Work required: In the probation article, change "convivial" to "warm" and give the passage starting with "Family support" and going on through "to be done.".

Text for analysis:
___

Probation reforms risk breaking relationships

Mike Guilfoyle remembers 'Casey' who he supervised

By: 
Mike Guilfoyle
Date: 
Tuesday, 04 October, 2016

I recently read Colin Grant's poignant recollections of his brother Christopher's experiences of epilepsy and whose untimely death following an epileptic seizure provides the backdrop for a wider-framed historical account of societal attitudes to epilepsy.

This triggered a memory from my time as a probation officer following a home visit to interview Casey (not his real name) for the purposes of a pre-sentence report. Casey had pleaded guilty to an indecent assault on a female work colleague and the sentencing court had indicated that it wanted the probation service to explore suitable treatment options in view of Casey's moderate learning disability and associated emotional/health matters, which included epilepsy, that might also need addressing.

Family support

On my arrival at his home, I was offered a convivial reception as various family members had made a particular point of being present in an attempt to provide any assistance I might need in the preparation of the report. The experience was somewhat emotionally overwhelming as each family member proffered an opinion as to how Casey might have 'inadvertently' engaged in this aberrant behaviour (there had been no previous documented forensic or evident abusive family history). I sensed that he was uncomfortably close to breaking down and his speech and level of anxiety led me to recognise that, time permitting, a follow up appointment at the probation office and a full report to be placed before the court would need to be done.

Casey had been attending out-patient appointments for various health-related issues and had found work due to family connections. However, I noted his troubling inability to cope unaided when faced with the unsupported and pressured demands of the workplace which seem to inform his inappropriate sexual interest in his female colleague. This was centred on his impulsive and ‘uncontrolled’ touching and limited insight into interpersonal role boundaries.

He was accompanied by his mother at the interview and some progress was made on assessing his suitability for probation intervention. Back then, the range of well-evidenced interventions and multi-agency legislative regulation relating to sexual offending were still underdeveloped. So, the only added condition was a mental health requirement to support adults with mild learning difficulties which was attached to the local psychiatric outreach team.

___

Referring expression data

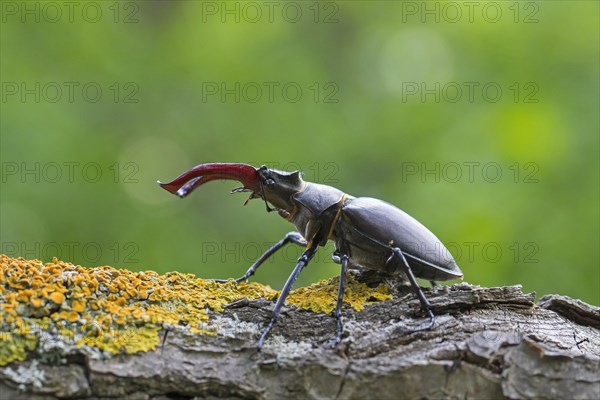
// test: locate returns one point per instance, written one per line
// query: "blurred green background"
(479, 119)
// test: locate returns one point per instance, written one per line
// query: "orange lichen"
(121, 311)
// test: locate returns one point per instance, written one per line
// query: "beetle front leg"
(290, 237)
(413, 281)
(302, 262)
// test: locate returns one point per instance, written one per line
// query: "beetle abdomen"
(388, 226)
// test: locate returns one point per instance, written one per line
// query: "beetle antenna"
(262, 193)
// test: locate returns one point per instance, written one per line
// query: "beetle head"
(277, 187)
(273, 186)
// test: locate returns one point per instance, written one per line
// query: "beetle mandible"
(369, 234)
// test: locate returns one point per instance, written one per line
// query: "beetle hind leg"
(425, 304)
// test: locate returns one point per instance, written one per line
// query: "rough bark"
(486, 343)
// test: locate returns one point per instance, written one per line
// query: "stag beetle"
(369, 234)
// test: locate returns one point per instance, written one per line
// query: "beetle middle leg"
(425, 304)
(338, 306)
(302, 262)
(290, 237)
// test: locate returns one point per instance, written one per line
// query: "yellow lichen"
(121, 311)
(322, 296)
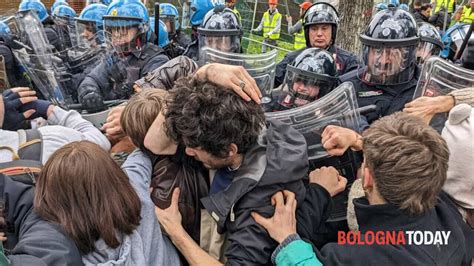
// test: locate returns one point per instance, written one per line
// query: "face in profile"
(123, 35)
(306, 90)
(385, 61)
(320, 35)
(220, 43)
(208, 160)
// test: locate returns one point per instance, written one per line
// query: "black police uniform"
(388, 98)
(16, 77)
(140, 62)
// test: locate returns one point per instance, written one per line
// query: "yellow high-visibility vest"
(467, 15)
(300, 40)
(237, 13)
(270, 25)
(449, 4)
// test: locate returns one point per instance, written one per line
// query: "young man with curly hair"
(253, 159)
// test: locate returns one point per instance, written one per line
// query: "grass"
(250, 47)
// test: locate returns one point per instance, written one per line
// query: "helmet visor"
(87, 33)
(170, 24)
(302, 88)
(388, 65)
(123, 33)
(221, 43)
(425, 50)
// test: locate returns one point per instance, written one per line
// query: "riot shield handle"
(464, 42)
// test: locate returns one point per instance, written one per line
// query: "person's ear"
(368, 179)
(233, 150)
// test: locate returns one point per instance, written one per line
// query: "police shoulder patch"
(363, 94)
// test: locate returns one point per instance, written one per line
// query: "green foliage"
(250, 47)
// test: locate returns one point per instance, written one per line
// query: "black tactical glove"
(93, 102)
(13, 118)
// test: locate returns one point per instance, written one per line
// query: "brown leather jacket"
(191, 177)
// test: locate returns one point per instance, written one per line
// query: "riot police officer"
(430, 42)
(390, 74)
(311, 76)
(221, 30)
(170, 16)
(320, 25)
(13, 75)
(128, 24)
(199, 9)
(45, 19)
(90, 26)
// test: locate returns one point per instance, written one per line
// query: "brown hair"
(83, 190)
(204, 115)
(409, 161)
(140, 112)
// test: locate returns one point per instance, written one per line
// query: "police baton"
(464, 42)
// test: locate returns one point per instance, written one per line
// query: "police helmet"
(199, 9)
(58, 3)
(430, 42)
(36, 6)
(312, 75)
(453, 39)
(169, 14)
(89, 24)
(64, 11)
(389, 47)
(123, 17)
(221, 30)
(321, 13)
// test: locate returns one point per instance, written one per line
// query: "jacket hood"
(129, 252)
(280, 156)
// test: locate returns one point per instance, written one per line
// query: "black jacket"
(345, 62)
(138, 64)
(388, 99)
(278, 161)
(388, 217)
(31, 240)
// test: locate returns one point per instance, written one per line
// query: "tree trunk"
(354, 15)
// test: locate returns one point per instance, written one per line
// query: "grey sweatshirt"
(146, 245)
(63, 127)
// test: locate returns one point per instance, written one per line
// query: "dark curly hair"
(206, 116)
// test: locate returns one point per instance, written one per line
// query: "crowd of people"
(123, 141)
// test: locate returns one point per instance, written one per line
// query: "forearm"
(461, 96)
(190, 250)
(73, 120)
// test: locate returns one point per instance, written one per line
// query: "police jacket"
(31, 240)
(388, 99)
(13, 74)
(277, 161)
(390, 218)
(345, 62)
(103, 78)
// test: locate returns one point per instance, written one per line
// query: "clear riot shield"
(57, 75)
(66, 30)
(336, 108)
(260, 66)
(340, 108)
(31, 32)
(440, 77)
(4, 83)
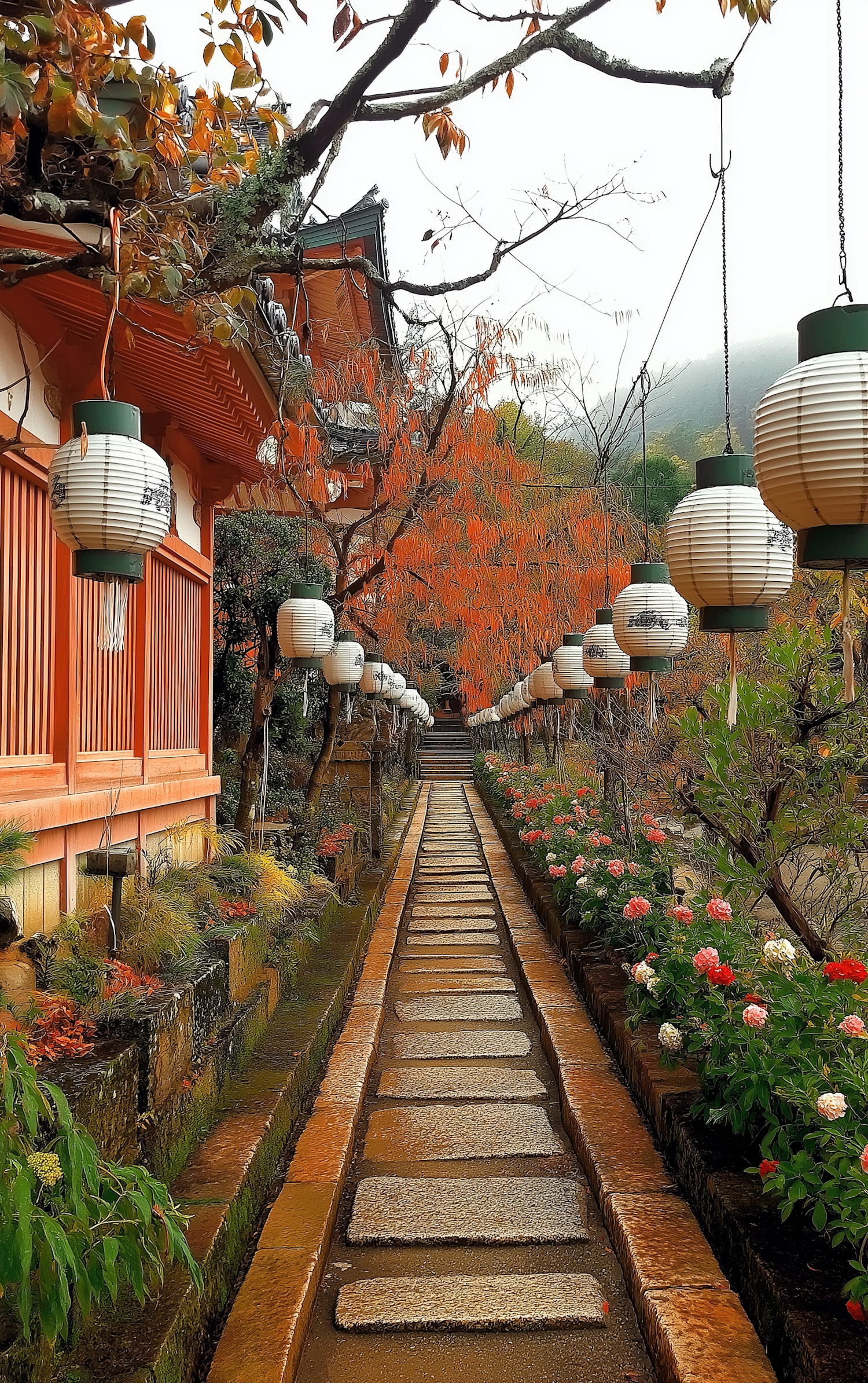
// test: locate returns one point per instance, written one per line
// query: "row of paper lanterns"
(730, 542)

___

Task result:
Family support

On my arrival at his home, I was offered a warm reception as various family members had made a particular point of being present in an attempt to provide any assistance I might need in the preparation of the report. The experience was somewhat emotionally overwhelming as each family member proffered an opinion as to how Casey might have 'inadvertently' engaged in this aberrant behaviour (there had been no previous documented forensic or evident abusive family history). I sensed that he was uncomfortably close to breaking down and his speech and level of anxiety led me to recognise that, time permitting, a follow up appointment at the probation office and a full report to be placed before the court would need to be done.